>> Begin

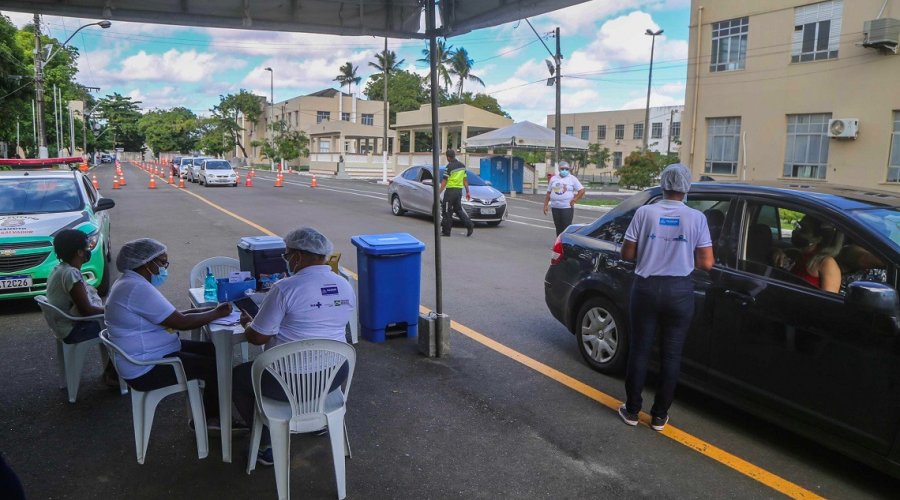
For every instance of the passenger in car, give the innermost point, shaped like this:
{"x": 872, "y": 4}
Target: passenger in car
{"x": 818, "y": 244}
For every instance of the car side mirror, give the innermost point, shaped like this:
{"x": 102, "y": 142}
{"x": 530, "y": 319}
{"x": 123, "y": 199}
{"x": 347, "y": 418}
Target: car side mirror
{"x": 104, "y": 204}
{"x": 876, "y": 300}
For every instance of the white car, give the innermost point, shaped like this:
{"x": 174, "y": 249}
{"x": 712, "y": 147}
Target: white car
{"x": 217, "y": 173}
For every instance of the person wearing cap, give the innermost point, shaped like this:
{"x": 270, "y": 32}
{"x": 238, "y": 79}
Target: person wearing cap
{"x": 452, "y": 185}
{"x": 144, "y": 324}
{"x": 312, "y": 303}
{"x": 667, "y": 240}
{"x": 563, "y": 191}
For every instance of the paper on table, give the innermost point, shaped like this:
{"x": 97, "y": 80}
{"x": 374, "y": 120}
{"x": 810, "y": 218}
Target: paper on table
{"x": 232, "y": 319}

>> End

[Task brief]:
Write out the whole listing again, exactly, with no pictures.

[Task result]:
For every instance of the passenger in car, give the innermost point, shaped like this:
{"x": 872, "y": 4}
Target: passenger in car
{"x": 818, "y": 244}
For every instance of the car side mirror, give the innermost point, shaped like this:
{"x": 102, "y": 142}
{"x": 530, "y": 319}
{"x": 123, "y": 199}
{"x": 347, "y": 418}
Target: car side mirror
{"x": 104, "y": 204}
{"x": 876, "y": 300}
For every instance of the white car, give the innermost point, shaped like this:
{"x": 174, "y": 249}
{"x": 712, "y": 147}
Target: white car
{"x": 217, "y": 173}
For every instance of the person wearing cap, give the innermost point, shaped like this:
{"x": 270, "y": 32}
{"x": 238, "y": 79}
Target: person wearing cap
{"x": 452, "y": 185}
{"x": 144, "y": 324}
{"x": 312, "y": 303}
{"x": 667, "y": 240}
{"x": 563, "y": 191}
For every instance of the paper on table, give the innermost point, shaped like this:
{"x": 97, "y": 80}
{"x": 374, "y": 120}
{"x": 810, "y": 218}
Target: paper on table
{"x": 232, "y": 319}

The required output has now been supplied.